School district says we must enroll in 1st grade, not K
My child has a late August birthday. We kept them in preschool this past year, as we didn't feel they were emotionally ready for Kindergarten (especially with COVID). Now WCCUSD is saying I have to enroll them in first grade. This seems ridiculous, as they have not gone through kindergarten at all. Has anyone else recently had any experience (success or failures) in enrolling into a Kindergarten program a year "late"? Any recommendations about who to contact? We are open to transferring districts over this, but would really prefer to stick with our neighborhood school.
Mar 3, 2022
Parent Replies
OUSD has been very flexible with kids who have summer birthdays. My child’s K class had kids born in July and August (a full year older than some kids). Parents said that OUSD was accommodating about holding their kids back a year. OUSD has been very hard lined about kids born in the fall being allowed to join K instead of TK, however. (We tried to put our kid into K instead of TK but it was impossible.)

Excerpted data =>

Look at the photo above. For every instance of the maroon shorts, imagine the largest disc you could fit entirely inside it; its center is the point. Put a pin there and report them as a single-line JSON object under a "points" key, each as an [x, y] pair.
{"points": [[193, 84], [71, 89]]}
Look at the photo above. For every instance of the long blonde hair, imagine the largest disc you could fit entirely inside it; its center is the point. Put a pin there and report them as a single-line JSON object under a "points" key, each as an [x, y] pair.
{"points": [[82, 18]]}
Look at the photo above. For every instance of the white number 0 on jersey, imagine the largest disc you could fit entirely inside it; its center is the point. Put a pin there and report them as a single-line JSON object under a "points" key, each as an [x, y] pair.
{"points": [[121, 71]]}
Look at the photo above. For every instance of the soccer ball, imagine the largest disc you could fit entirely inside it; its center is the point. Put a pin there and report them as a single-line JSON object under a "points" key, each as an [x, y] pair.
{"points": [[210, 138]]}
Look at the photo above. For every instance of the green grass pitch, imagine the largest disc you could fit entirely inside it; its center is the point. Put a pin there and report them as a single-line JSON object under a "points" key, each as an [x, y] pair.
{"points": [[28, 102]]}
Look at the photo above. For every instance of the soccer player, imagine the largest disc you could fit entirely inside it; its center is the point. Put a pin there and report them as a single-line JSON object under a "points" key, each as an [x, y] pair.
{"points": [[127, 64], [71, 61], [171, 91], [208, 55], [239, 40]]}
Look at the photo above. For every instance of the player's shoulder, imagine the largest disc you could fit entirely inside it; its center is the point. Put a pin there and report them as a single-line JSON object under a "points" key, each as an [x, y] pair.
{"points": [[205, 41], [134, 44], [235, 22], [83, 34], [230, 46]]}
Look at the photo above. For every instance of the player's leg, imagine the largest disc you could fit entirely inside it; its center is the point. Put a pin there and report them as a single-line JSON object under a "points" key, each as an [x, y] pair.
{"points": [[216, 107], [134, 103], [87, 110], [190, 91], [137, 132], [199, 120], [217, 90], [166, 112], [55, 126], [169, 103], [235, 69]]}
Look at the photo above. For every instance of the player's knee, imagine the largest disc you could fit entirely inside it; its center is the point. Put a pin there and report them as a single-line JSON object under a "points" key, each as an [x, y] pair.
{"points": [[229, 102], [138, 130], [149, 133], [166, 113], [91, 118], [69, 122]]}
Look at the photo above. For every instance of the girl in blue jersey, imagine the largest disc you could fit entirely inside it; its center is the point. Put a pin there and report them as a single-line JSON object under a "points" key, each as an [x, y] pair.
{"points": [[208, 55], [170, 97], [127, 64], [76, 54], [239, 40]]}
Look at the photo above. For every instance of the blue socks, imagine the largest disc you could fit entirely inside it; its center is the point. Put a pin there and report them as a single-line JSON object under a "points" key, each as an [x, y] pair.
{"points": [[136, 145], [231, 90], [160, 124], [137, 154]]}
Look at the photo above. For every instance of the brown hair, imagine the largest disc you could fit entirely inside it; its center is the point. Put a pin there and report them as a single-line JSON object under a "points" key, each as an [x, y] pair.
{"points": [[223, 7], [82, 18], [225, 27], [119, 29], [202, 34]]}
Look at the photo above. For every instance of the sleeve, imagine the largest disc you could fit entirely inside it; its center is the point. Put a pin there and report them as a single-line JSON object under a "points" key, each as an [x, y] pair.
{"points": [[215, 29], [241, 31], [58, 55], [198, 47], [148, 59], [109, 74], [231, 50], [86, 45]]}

Check your understanding =>
1/ Using the enrollment thread, answer these questions:
(a) When is the child's birthday?
(b) Where did the child spend this past year?
(c) Which district does the reply call very flexible with kids who have summer birthdays?
2/ Does each statement agree with the enrollment thread? Answer yes or no and quote the words that decide it.
(a) WCCUSD says the child must be enrolled in first grade.
(b) The family refuses to consider changing districts.
(c) The replying parent succeeded in placing their kid in K instead of TK.

Results =>
1/
(a) Late August
(b) In preschool
(c) OUSD

2/
(a) Yes: "Now WCCUSD is saying I have to enroll them in first grade."
(b) No: "We are open to transferring districts over this"
(c) No: "We tried to put our kid into K instead of TK but it was impossible."